TRECHO>
----
Mas as árvores de São Paulo estão doentes. Provável símbolo da origem animal do ser humano, elas sucumbem ao poder do gigantismo urbano que a tudo consome.

Algumas estão cheias de cupins – avisa a reportagem.

Os técnicos alertam, inclusive, para a queda de dezenas delas a cada ventarola. Foi o que vi na matéria de outro dia, em que enfiavam nos troncos um dispositivo esquisito, só para checar quais delas foram premiadas e agora abrigam alegres e nojentas famílias do diabo do bicho.

Por obra do acaso, conheço bem o poder de destruição desta praga que corrói papel e madeira, transformando em pó a aparência sólida do objeto.
----
Listagem de dados:
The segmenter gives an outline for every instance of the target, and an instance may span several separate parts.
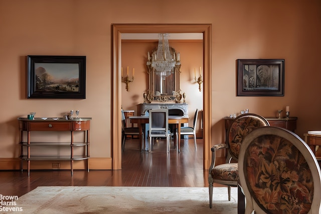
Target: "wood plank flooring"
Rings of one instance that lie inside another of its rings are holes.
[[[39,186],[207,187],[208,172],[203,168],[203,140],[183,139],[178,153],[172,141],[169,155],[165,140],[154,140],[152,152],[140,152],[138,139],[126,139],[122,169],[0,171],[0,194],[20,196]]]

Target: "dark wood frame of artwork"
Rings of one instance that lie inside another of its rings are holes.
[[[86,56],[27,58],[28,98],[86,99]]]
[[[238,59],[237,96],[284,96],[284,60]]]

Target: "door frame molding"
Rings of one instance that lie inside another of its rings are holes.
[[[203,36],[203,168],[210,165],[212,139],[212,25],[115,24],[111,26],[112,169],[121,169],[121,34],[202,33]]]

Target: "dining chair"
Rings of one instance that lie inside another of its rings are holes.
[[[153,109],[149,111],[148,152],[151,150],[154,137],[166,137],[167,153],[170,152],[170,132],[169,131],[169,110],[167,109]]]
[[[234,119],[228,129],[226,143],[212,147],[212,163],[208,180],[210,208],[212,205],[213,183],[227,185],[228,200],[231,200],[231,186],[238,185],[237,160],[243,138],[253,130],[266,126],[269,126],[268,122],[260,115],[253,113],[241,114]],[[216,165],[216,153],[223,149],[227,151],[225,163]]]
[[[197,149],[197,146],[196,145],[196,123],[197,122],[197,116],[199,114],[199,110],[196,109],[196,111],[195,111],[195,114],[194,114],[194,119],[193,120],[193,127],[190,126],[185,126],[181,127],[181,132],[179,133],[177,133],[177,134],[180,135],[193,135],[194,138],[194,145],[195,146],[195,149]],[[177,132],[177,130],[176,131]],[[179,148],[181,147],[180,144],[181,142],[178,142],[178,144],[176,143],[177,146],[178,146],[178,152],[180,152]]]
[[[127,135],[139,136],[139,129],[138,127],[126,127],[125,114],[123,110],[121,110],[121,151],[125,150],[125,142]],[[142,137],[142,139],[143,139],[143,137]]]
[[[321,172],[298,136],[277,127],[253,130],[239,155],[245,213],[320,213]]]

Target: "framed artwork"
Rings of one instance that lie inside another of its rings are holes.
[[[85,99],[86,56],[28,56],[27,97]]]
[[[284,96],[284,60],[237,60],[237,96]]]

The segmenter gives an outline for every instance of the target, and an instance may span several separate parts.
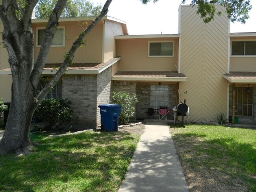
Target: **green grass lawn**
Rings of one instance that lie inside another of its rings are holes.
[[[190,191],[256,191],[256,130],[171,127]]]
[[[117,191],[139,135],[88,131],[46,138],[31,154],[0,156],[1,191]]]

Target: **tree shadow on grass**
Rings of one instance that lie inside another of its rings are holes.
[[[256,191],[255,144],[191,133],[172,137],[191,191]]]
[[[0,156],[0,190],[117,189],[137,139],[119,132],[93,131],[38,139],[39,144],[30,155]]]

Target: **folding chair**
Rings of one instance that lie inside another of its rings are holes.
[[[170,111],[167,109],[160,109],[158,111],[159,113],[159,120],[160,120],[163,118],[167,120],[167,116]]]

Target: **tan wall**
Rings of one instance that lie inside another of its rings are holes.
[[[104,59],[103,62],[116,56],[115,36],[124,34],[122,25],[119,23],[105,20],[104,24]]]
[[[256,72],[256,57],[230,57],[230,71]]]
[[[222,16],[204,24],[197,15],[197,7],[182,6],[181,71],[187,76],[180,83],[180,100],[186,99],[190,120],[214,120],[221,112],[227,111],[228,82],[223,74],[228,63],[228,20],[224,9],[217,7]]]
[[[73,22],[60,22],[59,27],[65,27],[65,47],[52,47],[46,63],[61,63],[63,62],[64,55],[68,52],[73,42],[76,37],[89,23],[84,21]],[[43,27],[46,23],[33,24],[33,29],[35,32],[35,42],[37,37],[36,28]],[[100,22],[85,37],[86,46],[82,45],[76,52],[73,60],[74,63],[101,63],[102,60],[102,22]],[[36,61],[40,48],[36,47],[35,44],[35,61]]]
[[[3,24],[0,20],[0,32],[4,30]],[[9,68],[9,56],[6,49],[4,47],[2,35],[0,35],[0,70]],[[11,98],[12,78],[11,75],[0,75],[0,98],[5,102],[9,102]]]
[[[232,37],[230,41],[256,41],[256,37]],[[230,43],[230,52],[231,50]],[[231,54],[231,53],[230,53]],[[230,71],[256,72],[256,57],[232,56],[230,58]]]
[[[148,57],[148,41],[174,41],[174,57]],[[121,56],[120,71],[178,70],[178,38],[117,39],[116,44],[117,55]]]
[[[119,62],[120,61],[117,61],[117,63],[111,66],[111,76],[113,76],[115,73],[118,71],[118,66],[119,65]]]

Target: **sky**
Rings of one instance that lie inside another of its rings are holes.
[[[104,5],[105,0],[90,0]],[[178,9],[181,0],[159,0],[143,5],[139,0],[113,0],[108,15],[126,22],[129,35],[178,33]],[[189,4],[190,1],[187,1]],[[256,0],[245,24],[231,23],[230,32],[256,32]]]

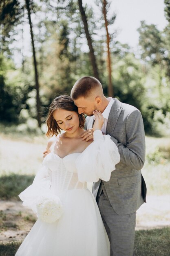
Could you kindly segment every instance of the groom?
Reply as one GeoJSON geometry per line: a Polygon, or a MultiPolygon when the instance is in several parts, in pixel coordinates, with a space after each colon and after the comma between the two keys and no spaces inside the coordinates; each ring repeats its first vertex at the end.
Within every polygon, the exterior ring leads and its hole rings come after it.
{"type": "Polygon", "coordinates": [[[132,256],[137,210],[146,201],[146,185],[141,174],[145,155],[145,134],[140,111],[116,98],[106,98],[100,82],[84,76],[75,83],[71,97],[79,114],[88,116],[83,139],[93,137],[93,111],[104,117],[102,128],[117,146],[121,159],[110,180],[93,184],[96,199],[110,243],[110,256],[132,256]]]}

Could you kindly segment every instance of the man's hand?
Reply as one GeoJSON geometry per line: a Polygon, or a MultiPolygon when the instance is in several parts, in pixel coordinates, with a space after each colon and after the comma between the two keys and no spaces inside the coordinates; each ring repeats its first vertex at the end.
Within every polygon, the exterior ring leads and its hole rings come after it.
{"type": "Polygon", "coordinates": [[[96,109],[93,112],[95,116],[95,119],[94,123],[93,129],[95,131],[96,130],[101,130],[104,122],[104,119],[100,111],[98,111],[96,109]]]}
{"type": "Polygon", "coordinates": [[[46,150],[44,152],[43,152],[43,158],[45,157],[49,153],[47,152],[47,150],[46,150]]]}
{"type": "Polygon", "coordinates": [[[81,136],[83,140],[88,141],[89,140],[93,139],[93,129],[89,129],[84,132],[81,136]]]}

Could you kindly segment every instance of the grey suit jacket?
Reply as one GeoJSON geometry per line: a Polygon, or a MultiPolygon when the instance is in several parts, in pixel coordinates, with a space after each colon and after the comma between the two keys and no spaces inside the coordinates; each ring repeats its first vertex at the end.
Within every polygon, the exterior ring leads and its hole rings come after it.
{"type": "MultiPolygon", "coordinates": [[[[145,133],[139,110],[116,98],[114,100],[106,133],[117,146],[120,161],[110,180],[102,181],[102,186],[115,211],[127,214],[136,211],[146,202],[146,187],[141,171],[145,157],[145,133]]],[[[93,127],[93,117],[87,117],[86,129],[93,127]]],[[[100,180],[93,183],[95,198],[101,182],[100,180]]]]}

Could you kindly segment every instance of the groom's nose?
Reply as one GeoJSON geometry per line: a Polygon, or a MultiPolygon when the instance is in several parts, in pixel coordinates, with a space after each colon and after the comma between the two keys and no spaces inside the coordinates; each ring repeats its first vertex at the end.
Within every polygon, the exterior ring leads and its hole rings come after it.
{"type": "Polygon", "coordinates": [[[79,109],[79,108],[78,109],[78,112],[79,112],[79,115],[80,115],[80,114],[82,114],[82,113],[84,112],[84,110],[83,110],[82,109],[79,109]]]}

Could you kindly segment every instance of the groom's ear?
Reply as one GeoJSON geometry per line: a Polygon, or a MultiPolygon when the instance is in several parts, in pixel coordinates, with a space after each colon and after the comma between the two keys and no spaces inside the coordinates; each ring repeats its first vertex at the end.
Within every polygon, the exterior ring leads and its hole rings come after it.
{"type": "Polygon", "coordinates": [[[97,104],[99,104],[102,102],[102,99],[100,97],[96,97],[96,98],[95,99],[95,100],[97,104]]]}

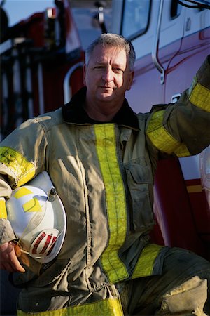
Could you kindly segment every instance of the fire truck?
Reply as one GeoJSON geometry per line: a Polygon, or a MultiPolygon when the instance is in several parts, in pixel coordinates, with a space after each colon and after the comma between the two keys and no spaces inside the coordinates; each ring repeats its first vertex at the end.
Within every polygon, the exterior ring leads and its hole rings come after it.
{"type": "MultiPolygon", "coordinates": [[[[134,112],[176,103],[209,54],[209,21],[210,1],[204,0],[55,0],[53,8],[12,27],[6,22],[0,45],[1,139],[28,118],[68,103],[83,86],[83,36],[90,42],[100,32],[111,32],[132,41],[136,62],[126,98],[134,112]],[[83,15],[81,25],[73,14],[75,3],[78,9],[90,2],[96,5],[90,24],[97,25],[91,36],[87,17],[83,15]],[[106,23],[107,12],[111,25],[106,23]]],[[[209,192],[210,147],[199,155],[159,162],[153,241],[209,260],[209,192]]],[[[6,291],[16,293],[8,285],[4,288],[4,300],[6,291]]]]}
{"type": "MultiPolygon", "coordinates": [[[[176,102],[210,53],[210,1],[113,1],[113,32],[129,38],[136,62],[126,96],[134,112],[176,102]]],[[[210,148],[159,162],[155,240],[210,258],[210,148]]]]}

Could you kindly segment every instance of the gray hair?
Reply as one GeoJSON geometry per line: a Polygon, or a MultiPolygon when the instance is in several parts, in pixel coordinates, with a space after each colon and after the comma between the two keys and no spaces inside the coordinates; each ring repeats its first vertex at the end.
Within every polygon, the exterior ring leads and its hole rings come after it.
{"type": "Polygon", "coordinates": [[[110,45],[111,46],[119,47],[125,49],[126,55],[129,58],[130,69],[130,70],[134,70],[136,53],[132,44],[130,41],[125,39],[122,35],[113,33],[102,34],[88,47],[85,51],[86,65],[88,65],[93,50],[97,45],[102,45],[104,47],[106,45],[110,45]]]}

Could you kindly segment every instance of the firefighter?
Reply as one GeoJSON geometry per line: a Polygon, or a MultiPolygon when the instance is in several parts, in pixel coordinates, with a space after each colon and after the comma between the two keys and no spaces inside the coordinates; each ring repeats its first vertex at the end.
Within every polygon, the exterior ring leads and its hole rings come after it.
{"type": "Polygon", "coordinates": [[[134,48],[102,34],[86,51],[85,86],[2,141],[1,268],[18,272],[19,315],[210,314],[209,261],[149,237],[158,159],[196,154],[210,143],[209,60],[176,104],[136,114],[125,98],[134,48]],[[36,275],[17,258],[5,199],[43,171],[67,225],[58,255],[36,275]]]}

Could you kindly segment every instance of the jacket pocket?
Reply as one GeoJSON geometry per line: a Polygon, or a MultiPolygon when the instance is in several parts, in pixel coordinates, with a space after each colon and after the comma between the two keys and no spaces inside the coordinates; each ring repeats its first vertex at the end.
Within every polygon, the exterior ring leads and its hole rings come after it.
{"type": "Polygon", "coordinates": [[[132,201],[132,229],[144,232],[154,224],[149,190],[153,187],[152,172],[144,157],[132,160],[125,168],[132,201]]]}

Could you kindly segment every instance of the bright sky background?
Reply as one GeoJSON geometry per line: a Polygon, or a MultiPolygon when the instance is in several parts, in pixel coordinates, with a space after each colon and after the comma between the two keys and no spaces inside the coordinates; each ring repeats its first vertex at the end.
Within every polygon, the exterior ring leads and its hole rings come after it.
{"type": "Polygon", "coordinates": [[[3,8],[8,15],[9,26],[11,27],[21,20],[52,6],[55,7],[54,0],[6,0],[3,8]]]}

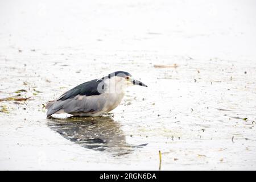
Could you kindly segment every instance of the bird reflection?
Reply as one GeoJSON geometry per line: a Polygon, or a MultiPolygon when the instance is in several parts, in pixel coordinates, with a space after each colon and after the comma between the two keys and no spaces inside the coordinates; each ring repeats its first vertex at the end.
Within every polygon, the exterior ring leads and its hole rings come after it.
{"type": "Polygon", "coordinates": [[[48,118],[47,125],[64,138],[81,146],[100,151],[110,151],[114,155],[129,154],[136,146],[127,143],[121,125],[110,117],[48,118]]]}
----
O QUE FAZER>
a: Transcreva do trecho sobre as árvores de São Paulo a parte que começa em "Mas as árvores" e prossegue até "diabo do bicho.".
b: Responda às perguntas abaixo com base no trecho sobre as árvores de São Paulo.
(i) De que, segundo a reportagem, algumas árvores estão cheias?
(ii) Para o que os técnicos alertam a cada ventarola?
(iii) Que materiais a praga corrói?
A listagem de dados não guarda relação com o trecho.

RESPOSTAS ÀS TAREFAS>
a:
Mas as árvores de São Paulo estão doentes. Provável símbolo da origem animal do ser humano, elas sucumbem ao poder do gigantismo urbano que a tudo consome.

Algumas estão cheias de cupins – avisa a reportagem.

Os técnicos alertam, inclusive, para a queda de dezenas delas a cada ventarola. Foi o que vi na matéria de outro dia, em que enfiavam nos troncos um dispositivo esquisito, só para checar quais delas foram premiadas e agora abrigam alegres e nojentas famílias do diabo do bicho.

b:
(i) De cupins.
(ii) Para a queda de dezenas de árvores.
(iii) Papel e madeira.